* _Records provided_:
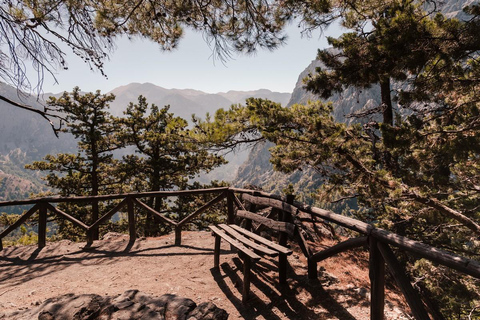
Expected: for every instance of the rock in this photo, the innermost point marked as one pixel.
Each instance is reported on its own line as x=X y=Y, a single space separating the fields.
x=132 y=304
x=208 y=311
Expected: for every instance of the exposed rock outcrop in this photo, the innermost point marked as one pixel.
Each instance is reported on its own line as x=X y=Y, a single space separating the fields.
x=132 y=304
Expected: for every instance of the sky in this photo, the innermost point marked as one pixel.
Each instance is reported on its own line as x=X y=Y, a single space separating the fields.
x=191 y=66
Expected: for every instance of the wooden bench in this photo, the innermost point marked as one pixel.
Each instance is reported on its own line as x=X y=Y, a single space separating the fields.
x=252 y=247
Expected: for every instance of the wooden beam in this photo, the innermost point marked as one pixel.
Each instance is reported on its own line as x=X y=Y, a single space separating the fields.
x=247 y=242
x=20 y=221
x=112 y=196
x=262 y=240
x=153 y=211
x=377 y=282
x=230 y=208
x=68 y=217
x=239 y=246
x=467 y=266
x=109 y=214
x=202 y=209
x=411 y=295
x=340 y=247
x=42 y=226
x=237 y=201
x=131 y=219
x=286 y=227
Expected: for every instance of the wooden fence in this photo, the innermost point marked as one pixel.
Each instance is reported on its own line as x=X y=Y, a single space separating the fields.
x=377 y=240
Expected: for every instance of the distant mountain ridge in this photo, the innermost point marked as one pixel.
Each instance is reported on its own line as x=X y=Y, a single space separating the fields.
x=257 y=169
x=27 y=133
x=185 y=102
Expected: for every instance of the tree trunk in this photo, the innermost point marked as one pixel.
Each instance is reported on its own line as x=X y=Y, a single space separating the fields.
x=386 y=101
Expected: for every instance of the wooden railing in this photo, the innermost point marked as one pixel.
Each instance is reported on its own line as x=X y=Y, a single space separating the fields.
x=131 y=200
x=378 y=241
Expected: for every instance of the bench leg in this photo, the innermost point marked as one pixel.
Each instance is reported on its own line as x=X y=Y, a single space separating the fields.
x=247 y=265
x=216 y=253
x=282 y=269
x=312 y=270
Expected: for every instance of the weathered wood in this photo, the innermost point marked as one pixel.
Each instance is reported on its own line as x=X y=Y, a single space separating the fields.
x=202 y=209
x=153 y=211
x=216 y=252
x=286 y=217
x=307 y=252
x=247 y=242
x=230 y=208
x=312 y=269
x=42 y=226
x=73 y=220
x=262 y=240
x=109 y=214
x=178 y=235
x=112 y=196
x=95 y=213
x=340 y=247
x=286 y=227
x=257 y=193
x=467 y=266
x=247 y=265
x=377 y=281
x=237 y=201
x=410 y=294
x=239 y=246
x=20 y=221
x=131 y=219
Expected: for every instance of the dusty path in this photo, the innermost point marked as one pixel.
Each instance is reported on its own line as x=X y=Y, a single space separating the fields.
x=155 y=266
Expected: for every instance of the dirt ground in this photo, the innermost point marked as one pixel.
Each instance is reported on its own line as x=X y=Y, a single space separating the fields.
x=156 y=266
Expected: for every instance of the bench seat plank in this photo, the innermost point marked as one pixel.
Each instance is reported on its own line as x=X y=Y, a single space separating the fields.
x=235 y=243
x=269 y=223
x=247 y=242
x=256 y=237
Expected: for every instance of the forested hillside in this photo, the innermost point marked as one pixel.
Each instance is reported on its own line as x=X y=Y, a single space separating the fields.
x=26 y=137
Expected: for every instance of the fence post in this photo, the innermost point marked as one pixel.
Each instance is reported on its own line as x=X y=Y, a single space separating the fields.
x=178 y=235
x=42 y=225
x=377 y=281
x=230 y=208
x=282 y=240
x=95 y=211
x=131 y=220
x=411 y=295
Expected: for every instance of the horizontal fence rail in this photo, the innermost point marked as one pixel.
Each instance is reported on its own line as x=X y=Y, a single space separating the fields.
x=378 y=241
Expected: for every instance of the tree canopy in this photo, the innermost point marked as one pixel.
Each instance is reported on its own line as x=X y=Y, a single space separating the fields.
x=414 y=169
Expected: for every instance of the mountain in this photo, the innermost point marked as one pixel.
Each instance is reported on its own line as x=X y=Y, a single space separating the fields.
x=258 y=170
x=26 y=136
x=185 y=102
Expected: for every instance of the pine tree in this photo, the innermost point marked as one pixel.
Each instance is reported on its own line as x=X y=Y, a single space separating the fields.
x=166 y=155
x=90 y=171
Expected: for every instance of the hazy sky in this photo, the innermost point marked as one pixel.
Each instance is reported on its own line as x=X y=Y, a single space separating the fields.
x=192 y=66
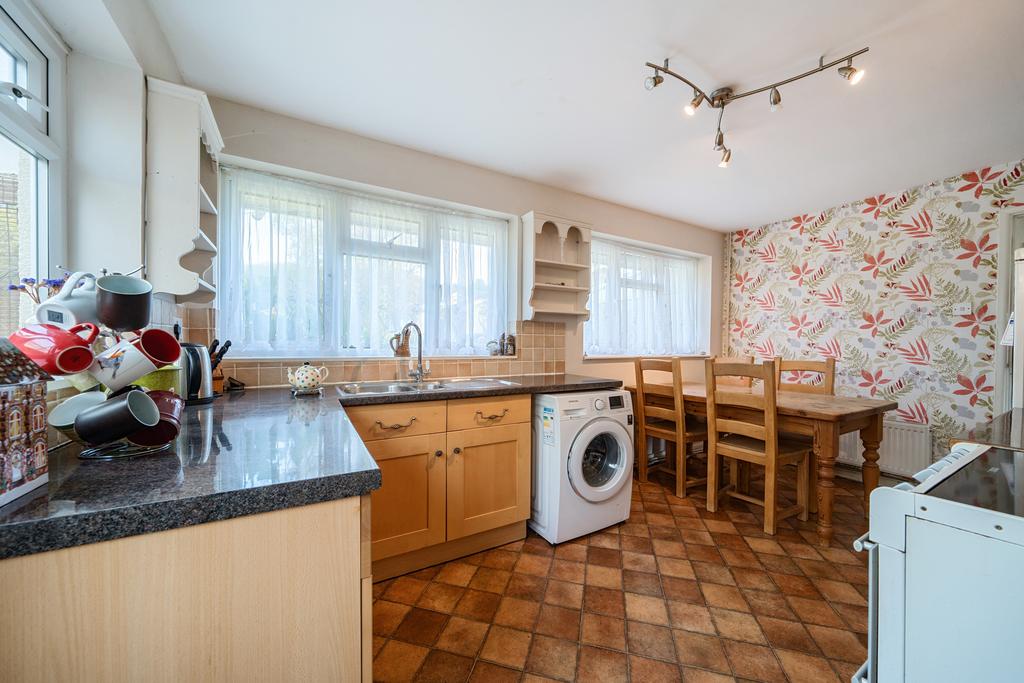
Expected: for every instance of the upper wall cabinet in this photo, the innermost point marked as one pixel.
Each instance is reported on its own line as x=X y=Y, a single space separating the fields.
x=556 y=267
x=182 y=145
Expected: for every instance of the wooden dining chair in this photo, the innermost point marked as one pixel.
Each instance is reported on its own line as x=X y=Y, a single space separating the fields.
x=826 y=386
x=742 y=428
x=659 y=414
x=735 y=381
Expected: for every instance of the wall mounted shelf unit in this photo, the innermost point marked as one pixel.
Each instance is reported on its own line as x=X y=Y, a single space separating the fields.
x=556 y=267
x=182 y=145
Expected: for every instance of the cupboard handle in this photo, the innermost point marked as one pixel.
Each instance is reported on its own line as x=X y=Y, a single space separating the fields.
x=396 y=425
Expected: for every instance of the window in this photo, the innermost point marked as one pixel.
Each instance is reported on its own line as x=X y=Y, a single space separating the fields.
x=646 y=300
x=31 y=200
x=324 y=271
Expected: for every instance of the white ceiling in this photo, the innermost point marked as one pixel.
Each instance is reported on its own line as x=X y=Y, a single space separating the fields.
x=552 y=91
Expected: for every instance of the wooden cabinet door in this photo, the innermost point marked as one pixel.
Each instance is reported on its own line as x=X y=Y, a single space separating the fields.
x=409 y=508
x=487 y=478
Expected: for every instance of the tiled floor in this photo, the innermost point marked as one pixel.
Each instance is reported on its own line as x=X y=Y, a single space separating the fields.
x=675 y=593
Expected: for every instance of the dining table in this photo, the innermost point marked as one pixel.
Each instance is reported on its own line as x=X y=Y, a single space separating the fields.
x=823 y=419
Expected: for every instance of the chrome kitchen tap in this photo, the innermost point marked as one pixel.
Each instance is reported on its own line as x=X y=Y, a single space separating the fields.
x=419 y=374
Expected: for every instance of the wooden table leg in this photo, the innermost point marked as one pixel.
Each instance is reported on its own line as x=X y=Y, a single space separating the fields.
x=871 y=438
x=825 y=450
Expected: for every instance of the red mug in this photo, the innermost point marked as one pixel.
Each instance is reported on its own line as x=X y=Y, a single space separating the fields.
x=56 y=350
x=159 y=346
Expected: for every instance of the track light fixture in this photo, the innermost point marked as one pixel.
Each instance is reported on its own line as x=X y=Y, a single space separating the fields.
x=723 y=96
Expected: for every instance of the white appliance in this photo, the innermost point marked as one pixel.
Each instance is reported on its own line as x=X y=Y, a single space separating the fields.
x=583 y=463
x=946 y=572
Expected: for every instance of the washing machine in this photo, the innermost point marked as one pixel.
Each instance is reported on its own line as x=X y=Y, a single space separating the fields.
x=583 y=463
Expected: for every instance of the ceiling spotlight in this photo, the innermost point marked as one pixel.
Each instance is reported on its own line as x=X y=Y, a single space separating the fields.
x=691 y=108
x=851 y=73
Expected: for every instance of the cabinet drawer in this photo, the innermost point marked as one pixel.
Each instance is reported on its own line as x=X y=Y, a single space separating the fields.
x=391 y=420
x=473 y=413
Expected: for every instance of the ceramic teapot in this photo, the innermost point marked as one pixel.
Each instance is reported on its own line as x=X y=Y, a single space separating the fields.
x=306 y=377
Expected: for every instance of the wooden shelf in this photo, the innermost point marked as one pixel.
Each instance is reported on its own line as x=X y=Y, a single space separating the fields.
x=561 y=264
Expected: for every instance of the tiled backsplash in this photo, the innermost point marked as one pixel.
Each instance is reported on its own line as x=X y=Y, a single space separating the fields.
x=540 y=350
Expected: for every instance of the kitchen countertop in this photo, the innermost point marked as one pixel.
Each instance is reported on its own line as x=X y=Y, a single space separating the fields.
x=524 y=384
x=244 y=454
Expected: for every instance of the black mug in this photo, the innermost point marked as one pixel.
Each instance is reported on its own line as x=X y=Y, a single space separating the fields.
x=123 y=302
x=117 y=417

* _The task_: Scale lines from the line with "Expected: for every instance of the washing" to the line with "x=473 y=413", both ends included, and give them all again, requests included. Multiply every x and y coordinate in the answers by 1.25 and round to whole numbers, halves up.

* _Output_:
Expected: for every instance of the washing machine in this photo, the innermost point marked as one pixel.
Each instance is reported on its own line as x=X y=Y, a single space separating the fields.
x=729 y=579
Expected: for every instance of the ceiling spotlight in this photo, the innermost point marked as one pixel.
Each instance is reported on its own line as x=X y=Y, a single space separating the fields.
x=864 y=135
x=1064 y=91
Expected: for every instance of the cabinet drawer in this photo, the innermost point marked as one pixel.
Each instance is reported on its own line as x=X y=Y, a single space separating the fields.
x=489 y=525
x=591 y=516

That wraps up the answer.